▶ Enunciado do exercício:
Copie do texto fornecido o trecho que começa em "(Julia, hoje à" e termina em "medo do ridículo?", sem mudar nenhuma palavra.

____ Texto fornecido

Como dois e dois são cinco

(Marquinhos, novembro de 2007, em Paris)

(Julia, hoje à tarde, com 2 meses e 20 dias, em São Paulo)

Uma coisa estranha move em mim sempre que me perguntam “como estou”. E me perguntam muito, e com sinceridade, graças a Deus. Invariavelmente, antes de responder, me paraliso um segundo. Sinto, mesmo que rapidamente, um misto de tristeza, medo e, vejam só, vergonha. É tão estranho que até vinha me irritando um pouco. Por que diabos me envergonha dizer que estou bem, apesar dos pesares? Que tipo de decoro é esse, tão sem sentido, que me faz ter medo do ridículo?

Hoje, pensando um pouco no sofá depois que a Julia dormiu, me dei conta. Entendi que minha noção de estar bem mudou tanto, mas tanto, que temo não ser compreendida. Em poucas palavras, acho que hoje eu me contento com menos para estar bem. Não dá para ser diferente, já que o maior desejo da minha vida é absolutamente impossível. Sabe quando seus pais perguntavam, na infância, que presente você queria para o Natal e você tinha certeza que o mais desejado (para mim um carro ou, pelo menos, uma moto) nunca você ganharia? É assim que me sinto. E, sendo assim, não me resta mais que aparar as arestas do desejo, e desejar menos, sempre menos para ser feliz.
É um exercício, viu. Claro, não dá para esquecer que eu tenho a Julia, meu eixo, meu ponto no círculo, que sorri quando me enxerga se aproximar do berço, às seis da matina. Estou completamente apaixonada pela minha filha, "um amor tão grande que dói" – exatamente como eu repetia ao Marquinhos. Ela me faz feliz, e também me faz refletir.

________
____ Linhas fornecidas

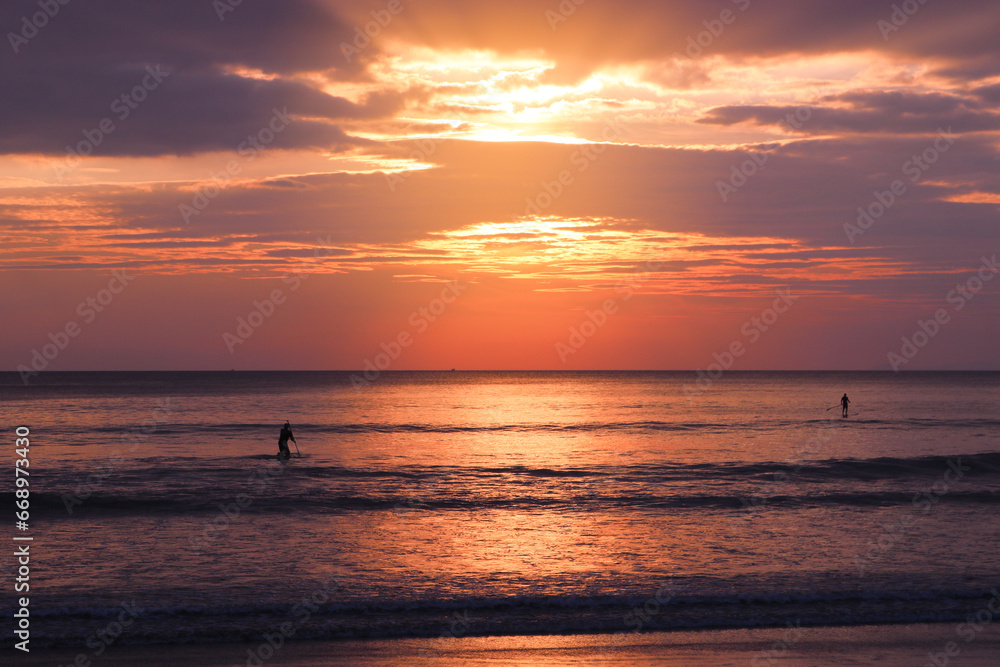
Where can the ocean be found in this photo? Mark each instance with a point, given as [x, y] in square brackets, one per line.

________
____ Linhas fornecidas

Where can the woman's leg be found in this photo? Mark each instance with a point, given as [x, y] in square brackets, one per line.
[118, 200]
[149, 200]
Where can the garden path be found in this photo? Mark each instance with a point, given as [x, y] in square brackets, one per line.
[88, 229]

________
____ Linhas fornecidas

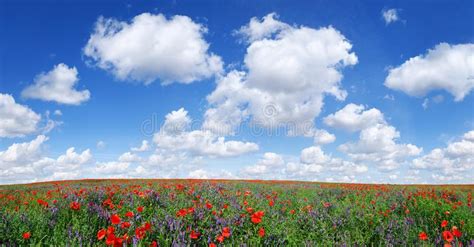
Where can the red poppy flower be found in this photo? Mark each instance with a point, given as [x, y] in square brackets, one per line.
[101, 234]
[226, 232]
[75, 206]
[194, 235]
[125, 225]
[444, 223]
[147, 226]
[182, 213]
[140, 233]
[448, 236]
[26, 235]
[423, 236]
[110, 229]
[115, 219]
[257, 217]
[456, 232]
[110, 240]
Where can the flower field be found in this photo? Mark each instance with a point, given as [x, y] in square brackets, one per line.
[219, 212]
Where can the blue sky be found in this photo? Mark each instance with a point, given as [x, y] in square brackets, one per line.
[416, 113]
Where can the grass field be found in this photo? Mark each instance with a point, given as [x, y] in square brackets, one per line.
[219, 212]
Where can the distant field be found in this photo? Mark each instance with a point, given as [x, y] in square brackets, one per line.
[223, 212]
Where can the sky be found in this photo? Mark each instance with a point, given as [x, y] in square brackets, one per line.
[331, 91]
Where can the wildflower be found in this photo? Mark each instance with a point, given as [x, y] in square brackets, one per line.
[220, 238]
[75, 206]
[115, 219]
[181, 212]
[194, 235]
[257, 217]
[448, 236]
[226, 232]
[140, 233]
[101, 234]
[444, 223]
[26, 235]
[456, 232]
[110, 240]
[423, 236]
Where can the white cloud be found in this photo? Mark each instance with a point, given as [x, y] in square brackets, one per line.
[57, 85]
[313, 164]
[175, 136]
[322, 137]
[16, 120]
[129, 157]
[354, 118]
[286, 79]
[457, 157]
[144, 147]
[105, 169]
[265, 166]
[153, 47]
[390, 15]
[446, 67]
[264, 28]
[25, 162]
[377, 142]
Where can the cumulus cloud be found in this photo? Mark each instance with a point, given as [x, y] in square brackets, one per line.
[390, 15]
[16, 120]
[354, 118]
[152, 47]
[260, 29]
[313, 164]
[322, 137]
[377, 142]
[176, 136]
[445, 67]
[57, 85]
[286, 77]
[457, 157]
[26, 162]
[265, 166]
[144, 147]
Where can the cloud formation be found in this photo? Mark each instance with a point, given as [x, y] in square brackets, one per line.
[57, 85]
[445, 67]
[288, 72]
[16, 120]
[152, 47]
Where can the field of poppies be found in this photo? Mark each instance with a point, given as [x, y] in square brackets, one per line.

________

▶ Resposta comentada:
(Julia, hoje à tarde, com 2 meses e 20 dias, em São Paulo)

Uma coisa estranha move em mim sempre que me perguntam “como estou”. E me perguntam muito, e com sinceridade, graças a Deus. Invariavelmente, antes de responder, me paraliso um segundo. Sinto, mesmo que rapidamente, um misto de tristeza, medo e, vejam só, vergonha. É tão estranho que até vinha me irritando um pouco. Por que diabos me envergonha dizer que estou bem, apesar dos pesares? Que tipo de decoro é esse, tão sem sentido, que me faz ter medo do ridículo?